Objective:
Rewrite the entries below with every "put a dot on" switched to "place a point on", changing nothing else. Leave the pictures out.

Entries from a data collection:
------------

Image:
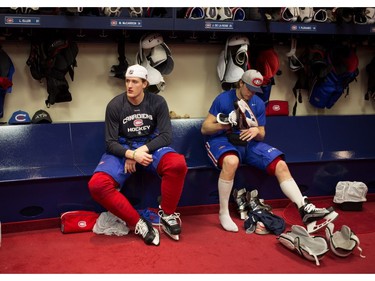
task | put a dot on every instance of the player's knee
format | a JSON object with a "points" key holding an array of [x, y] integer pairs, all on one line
{"points": [[277, 166], [230, 161], [173, 163]]}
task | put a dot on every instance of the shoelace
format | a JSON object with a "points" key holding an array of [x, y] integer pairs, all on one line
{"points": [[141, 228], [311, 208], [171, 219]]}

------------

Finished task:
Image:
task | place a point on every instance of the player's knee
format | a JSON object with a "points" key holding an array of [x, y] integer pairs, all on one line
{"points": [[277, 166], [230, 161], [173, 163]]}
task | place a point on every instance of the shoelace
format | a JSON object with a "points" key holding an array of [x, y] integer pairs, all on one line
{"points": [[141, 228], [311, 208], [171, 219]]}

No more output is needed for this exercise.